Tag Archives: Carrie Mae Weems

Marianne Hirsch – Family Frames

I read the book Family Frames, photography, narrative and postmemory while inside during a period of ‘social isolation’. I admit that I might not otherwise have managed to finish it in one sitting (albite over several days) because of its complexity.  The book is a combination of an autobiography, a discussion of others work; written, photographic and cinematic and a description of how Hirsh sees both photography and writing as a way to describe memories of yourself, postmemories (of the past), and ways of making portraits (allo-portraits) by combining all of these together. It is interlaced with feminist and sociological theories and also other people’s thoughts on photography (specifically Barthes). Much of the book is based on ways of imagining the Holocaust and its description in photography and writing. It ended by raising more questions in my mind than it resolved – but maybe all books should do this.

While I was reading this, I walked around our local park and looked at the memorial benches in the formal garden. They all have a simple plaque, with a name, a date and sometimes a few additional words. I knew none of the people commemorated – but they still brought back memories of my own. These are family memories in themselves.

Some notes from this (very complex) book and added thoughts in italics.

Family frames:

  • Talks about Barthes and the picture of his mother that he refused to show. Gazes circulate. The mother becomes the child. The punctum is private. Text and image together tell a story. The photo is linked by an umbilical cord to the viewer. The referent (the thing that was photographed) is/was present and now absent. ‘Photographs, as the only material traces of an irrecoverable past, derive their power and their important cultural role from their embeddedness in the fundamental rites of family life’ (p.5). The photograph is evidence. It shows time.
  • Eastman production of Kodak was aimed at everyone – the means to tell a family story. It tells the family myth, a collaboration between photographer and the viewer. The photograph often shows what we wish – not was actually was.
  • Looking within a family is mutual – self and other, subject and object. How do we describe this? But what about the external gaze? Each culture has an ideal – and the images are read though that.
  • ‘Family photography can operate at this junction between personal memory and social history, between public myth and personal unconscious’ (Holland and Spence, 1991).

Mourning and post memory:

  • Pictures can become emblems, especially if disseminated widely (both for the family, and wider world)
  • Photographs represent both life and death; note Sontag quote ‘Photographs state the innocence, the vulnerability of lives heading towards their own destruction and this link between photography and death haunts all photos of people’ (Sontag, 1978) v. Barthes connection to life (umbilical cord)
  • Pictures can show horror (holocaust, but also any major trauma) – context helps. The horror is in the imagination of what happened and also the ‘might-have-been’. Family images do not always make for painless reading. I have a selection of images from my mother’s time in Germany in WWII having a great time with the army – her memories were of fun – but not linked to anything else occurring then.

### The exercise
Could you resume the notes on Marianne Hirsch's Family Frames after their last point, keeping the same bulleted style?

(Records)

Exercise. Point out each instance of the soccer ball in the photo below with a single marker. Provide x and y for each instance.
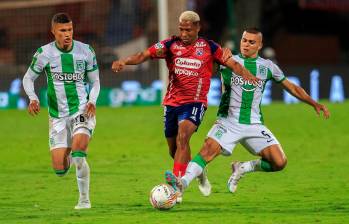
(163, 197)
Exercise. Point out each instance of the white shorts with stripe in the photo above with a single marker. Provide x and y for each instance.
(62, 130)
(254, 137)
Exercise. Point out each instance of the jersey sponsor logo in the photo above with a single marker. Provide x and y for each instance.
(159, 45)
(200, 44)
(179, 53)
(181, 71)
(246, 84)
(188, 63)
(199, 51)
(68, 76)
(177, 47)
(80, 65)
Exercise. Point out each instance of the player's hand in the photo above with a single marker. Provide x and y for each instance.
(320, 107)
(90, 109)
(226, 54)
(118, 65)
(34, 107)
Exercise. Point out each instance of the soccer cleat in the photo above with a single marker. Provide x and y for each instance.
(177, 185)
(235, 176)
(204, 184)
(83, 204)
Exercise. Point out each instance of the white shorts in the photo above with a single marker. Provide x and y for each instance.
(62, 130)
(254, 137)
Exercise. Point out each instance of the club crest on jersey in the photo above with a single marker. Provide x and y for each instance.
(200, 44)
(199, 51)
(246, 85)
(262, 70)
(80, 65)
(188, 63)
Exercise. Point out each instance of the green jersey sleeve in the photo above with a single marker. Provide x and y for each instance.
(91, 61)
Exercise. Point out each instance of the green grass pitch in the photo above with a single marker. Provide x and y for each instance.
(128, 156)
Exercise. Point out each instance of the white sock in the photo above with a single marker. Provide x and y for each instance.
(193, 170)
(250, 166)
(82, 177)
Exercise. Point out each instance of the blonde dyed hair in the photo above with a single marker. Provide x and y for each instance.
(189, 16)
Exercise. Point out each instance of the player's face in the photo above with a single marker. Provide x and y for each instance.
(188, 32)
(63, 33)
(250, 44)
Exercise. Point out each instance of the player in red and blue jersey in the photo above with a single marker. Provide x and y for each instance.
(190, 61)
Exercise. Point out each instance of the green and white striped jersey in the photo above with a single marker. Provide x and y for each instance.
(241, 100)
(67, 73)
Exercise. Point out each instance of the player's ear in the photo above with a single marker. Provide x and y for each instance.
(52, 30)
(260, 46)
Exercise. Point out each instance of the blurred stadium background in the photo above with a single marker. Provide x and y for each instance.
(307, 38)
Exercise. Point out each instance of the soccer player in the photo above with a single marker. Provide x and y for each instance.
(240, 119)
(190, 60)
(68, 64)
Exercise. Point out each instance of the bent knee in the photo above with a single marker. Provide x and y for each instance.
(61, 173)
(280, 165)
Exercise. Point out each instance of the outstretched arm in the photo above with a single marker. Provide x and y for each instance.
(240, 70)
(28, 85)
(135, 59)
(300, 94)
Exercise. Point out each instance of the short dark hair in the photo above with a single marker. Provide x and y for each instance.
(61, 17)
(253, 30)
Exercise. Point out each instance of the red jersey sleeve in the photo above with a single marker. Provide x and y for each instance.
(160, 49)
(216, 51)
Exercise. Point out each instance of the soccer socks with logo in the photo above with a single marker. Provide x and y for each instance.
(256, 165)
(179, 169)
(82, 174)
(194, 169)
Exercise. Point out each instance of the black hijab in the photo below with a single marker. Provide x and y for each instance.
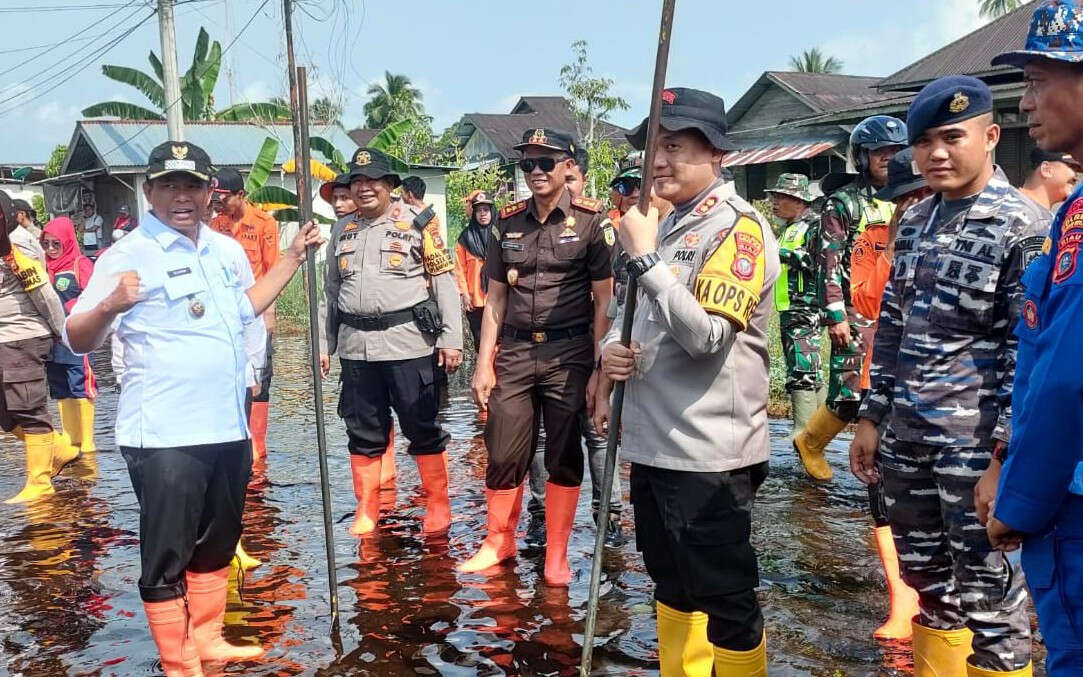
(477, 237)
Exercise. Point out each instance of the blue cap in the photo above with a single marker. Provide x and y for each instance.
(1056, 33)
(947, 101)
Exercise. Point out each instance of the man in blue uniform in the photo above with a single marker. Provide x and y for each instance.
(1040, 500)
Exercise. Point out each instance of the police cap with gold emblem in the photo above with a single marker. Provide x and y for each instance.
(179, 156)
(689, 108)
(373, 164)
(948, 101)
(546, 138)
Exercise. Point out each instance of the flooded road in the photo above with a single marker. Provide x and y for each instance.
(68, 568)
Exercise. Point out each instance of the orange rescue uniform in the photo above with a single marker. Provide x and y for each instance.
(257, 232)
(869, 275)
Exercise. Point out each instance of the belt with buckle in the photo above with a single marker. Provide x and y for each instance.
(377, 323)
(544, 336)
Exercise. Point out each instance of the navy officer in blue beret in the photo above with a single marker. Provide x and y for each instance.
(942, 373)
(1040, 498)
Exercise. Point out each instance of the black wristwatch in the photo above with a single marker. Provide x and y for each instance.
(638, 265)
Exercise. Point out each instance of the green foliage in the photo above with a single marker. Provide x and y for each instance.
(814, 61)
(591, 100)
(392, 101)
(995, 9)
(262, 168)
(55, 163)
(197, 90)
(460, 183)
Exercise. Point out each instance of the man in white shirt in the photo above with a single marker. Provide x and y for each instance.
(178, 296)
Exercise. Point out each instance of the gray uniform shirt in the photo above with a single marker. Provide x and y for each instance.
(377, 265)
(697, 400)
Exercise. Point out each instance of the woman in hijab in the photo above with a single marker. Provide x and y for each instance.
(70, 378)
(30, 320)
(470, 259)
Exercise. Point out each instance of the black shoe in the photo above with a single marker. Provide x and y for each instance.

==

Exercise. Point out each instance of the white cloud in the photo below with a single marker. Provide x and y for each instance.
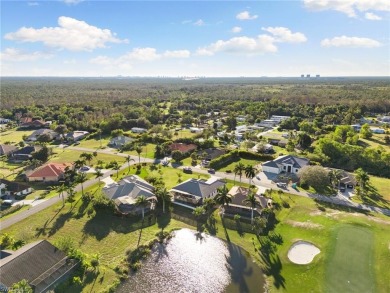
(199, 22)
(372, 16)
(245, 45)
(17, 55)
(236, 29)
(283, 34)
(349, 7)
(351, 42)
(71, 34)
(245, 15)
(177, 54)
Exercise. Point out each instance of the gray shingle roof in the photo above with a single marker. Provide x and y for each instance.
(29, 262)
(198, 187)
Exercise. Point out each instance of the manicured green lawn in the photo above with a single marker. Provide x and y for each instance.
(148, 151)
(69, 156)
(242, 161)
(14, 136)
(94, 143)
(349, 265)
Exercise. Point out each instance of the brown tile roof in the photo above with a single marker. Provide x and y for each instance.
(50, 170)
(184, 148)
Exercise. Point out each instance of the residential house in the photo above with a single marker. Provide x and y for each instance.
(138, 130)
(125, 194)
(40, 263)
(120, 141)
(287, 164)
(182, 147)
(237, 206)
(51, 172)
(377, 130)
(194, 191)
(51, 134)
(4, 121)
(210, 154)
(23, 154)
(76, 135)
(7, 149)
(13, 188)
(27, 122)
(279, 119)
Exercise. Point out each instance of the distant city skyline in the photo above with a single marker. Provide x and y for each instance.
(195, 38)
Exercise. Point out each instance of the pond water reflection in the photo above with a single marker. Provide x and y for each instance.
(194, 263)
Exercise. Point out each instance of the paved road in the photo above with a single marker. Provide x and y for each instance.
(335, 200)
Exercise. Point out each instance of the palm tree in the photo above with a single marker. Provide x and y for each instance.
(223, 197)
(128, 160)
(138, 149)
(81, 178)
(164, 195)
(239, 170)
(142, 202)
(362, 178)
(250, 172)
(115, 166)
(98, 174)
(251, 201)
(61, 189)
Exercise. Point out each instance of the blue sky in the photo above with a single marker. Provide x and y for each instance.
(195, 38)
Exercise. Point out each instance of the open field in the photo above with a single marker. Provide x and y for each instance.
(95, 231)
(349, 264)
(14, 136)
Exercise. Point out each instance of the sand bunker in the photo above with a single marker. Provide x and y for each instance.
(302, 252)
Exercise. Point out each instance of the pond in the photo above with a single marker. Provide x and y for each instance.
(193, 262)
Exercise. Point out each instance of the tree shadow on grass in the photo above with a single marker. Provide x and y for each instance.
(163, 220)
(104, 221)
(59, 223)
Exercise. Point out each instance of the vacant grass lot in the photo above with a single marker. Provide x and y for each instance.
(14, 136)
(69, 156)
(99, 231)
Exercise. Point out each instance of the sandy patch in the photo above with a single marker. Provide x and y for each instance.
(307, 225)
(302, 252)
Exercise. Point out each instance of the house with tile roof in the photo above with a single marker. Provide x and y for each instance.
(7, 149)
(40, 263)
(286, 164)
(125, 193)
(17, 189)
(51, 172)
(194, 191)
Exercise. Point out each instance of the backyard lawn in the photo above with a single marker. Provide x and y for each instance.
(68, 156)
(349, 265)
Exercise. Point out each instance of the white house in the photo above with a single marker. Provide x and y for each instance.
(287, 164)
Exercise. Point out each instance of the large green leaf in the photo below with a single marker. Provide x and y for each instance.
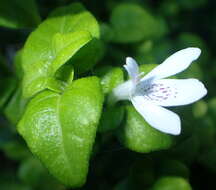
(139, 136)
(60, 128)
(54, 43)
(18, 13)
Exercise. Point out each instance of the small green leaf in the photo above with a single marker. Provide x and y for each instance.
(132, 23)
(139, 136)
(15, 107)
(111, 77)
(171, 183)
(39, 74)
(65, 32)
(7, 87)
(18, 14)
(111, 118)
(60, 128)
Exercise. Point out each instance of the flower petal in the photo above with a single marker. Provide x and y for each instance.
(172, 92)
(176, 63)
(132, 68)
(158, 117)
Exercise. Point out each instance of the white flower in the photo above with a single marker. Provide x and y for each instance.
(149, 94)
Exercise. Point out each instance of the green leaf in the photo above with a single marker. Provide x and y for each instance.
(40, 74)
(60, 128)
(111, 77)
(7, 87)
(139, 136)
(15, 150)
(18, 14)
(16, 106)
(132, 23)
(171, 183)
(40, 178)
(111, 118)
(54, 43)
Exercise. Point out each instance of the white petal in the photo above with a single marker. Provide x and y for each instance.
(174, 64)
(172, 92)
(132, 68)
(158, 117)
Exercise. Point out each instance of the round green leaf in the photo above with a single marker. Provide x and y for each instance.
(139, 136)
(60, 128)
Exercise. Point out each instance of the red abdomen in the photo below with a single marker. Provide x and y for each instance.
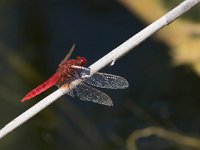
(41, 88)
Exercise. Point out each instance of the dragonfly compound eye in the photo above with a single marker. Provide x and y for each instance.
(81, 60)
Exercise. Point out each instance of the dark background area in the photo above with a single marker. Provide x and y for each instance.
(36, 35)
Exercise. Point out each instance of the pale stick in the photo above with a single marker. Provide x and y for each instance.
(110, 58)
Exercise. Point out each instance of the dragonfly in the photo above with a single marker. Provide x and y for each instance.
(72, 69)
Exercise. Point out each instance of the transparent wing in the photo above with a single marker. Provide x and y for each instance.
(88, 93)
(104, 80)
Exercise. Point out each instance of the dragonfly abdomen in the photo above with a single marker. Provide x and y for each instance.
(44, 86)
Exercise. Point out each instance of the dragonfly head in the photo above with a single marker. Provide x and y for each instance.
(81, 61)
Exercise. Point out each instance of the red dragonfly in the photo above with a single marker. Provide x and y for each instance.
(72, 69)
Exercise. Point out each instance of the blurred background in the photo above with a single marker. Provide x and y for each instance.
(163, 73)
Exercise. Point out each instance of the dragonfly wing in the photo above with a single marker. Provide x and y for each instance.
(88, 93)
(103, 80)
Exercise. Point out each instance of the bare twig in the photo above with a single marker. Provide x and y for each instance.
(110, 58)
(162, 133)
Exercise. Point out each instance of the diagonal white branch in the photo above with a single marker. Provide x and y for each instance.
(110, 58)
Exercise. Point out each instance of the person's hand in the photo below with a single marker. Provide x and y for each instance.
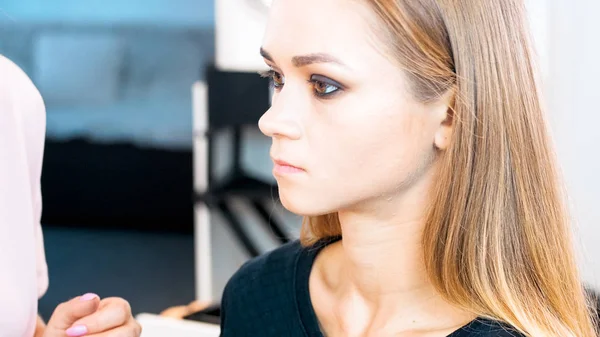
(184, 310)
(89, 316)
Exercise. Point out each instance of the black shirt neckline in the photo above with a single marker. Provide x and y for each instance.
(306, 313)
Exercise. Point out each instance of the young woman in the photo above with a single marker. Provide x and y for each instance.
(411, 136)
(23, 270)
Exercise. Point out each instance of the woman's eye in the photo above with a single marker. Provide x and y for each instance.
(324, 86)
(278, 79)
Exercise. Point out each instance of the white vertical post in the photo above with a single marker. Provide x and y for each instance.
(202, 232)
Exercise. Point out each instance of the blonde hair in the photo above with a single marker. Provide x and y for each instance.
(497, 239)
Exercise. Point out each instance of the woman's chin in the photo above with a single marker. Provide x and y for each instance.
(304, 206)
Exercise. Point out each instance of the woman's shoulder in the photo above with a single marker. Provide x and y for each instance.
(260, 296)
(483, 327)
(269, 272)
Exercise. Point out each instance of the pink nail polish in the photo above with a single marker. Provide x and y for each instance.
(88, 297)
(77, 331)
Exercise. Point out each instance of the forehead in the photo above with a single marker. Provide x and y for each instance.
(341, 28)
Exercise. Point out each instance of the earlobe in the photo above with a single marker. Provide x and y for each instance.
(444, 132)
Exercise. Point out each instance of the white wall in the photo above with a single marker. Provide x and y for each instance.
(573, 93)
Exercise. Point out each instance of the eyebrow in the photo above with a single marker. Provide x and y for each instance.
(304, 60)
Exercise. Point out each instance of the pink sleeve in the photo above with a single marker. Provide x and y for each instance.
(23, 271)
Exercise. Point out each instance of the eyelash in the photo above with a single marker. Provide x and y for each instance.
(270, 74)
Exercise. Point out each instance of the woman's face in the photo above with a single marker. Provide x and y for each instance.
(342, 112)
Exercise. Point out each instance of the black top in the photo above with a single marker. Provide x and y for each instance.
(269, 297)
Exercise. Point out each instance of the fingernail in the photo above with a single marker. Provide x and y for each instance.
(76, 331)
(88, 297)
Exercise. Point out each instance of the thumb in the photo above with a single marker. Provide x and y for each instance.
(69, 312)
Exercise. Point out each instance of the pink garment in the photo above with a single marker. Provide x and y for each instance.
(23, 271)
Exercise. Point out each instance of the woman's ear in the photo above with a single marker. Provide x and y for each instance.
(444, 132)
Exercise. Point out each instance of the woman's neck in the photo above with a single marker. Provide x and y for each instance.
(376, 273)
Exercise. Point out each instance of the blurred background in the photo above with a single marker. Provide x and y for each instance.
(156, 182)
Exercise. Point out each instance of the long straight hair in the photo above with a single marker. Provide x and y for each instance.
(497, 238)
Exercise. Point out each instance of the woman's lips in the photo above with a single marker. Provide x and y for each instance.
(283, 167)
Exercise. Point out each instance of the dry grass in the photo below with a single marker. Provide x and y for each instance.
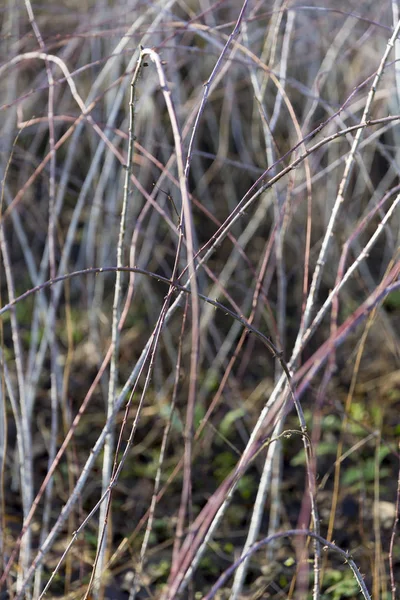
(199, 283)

* * *

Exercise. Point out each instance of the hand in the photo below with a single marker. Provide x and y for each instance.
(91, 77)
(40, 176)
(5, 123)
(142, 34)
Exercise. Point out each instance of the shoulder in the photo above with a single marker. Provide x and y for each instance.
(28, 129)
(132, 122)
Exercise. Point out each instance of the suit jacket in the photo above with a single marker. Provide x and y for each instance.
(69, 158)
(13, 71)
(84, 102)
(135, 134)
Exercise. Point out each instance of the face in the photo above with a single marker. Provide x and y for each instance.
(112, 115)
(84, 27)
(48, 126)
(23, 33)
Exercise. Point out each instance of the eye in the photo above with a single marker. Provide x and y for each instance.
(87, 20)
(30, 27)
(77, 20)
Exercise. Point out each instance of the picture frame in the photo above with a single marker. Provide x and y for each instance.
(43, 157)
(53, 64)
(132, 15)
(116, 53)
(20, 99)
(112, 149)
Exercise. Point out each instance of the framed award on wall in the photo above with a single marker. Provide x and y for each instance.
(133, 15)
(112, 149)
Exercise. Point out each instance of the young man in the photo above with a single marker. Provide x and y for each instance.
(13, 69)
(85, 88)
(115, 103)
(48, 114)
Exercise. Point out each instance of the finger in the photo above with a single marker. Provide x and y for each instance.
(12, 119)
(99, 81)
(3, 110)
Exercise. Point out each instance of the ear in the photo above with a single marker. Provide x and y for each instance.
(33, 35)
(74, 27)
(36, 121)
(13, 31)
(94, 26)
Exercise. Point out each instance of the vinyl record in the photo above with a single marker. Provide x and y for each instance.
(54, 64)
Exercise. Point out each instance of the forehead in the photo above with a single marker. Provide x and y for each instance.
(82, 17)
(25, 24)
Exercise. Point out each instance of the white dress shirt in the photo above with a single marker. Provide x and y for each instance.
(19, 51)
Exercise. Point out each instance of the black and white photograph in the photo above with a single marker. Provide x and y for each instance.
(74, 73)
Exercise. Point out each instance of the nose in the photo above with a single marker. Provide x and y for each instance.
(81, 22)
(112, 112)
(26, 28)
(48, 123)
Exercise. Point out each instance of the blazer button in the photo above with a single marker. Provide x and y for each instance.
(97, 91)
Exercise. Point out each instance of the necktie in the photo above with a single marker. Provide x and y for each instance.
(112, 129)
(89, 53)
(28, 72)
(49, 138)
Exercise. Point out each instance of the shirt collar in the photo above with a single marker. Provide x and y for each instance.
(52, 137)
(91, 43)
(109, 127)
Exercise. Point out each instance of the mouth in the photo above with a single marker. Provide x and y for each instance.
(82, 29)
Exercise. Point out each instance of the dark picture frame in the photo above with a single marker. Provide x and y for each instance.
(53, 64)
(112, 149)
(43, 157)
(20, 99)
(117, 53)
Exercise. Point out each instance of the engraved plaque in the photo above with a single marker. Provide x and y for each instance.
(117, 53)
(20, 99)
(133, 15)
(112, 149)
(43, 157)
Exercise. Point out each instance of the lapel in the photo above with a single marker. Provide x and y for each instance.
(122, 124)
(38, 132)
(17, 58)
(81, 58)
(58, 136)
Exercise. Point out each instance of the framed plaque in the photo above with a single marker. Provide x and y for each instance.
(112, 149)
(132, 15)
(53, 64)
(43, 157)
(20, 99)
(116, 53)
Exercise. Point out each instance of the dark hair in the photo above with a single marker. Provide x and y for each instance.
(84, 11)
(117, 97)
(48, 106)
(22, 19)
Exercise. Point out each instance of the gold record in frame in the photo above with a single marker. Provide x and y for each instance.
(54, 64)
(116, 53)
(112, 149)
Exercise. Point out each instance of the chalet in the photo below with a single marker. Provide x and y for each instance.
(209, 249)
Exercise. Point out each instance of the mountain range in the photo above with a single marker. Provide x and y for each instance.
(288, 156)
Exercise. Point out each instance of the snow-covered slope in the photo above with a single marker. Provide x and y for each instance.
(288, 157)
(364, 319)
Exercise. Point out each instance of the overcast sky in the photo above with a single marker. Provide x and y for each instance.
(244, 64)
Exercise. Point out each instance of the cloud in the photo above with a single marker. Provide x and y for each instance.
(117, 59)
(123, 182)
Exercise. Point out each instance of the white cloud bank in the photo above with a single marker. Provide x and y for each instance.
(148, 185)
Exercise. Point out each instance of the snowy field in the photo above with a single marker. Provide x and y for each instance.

### Answer to this problem
  • Postmemory – the memory of a child of something that happened before they were born, mediated by stories from the past, especially traumatic ones. Memory itself is ‘a double-coded system of mental storage and retrieval’ quoted from W.T.J. Mitchell (p.22)
  • Photographs as leftovers, fragments, building blocks!
  • Does an image anesthetize horror – and therefore make it less (especially in the context of the amount of truly horrific ‘fantasy’ films and novels circulating at present). Are people desensitised by this as much as by repeated looking?
  • Photos can keep memory alive – but a shrine – any picture will be altered by other memories, altered by words (especially if modulated via someone else’s memory). The photo as a memento mori. The living may compete with the photo (and can never win). A photo can stand in for anyone (especially if indistinct).

Reframing the human family romance:

  • Family images act to consolidate the group – it may include ‘guests’ but they still remain ‘other’. There will be a familial gaze. Much photography has a function o support the family group. Photos are taken of the ’best bits’.
  • Photography came to show the idea of a global human family – the Family of Man, a ‘universal brotherhood’. A post-war attempt to show human universality.
  • The freezing of the image acts to perpetuate a myth of the family as stable and universal (very much a Western view) – a nuclear family. A romance. An ideal.
  • The family is constituted by ‘familial’ looks, the family album makes the relationship (or the shoe box of pictures) – the idea of a back and forward gaze – ‘the mirror sees you’. But how does that work in the context of an exhibition? Steichen’s idea of producing a sense that ‘everybody is the same’ depended on the photo’s being of individuals, seemingly private rather than public, a fantasy of love (although all white and heterosexual).
  • How does the fantasy of love fit against the images of war? How do the different races show similarity? Or does it actually point out the differences (and the American/European feeling of superiority)? ‘They can become like us, but we don’t have to become like them’ (p.58). Why are most of the photographers American or European even when the subject was not?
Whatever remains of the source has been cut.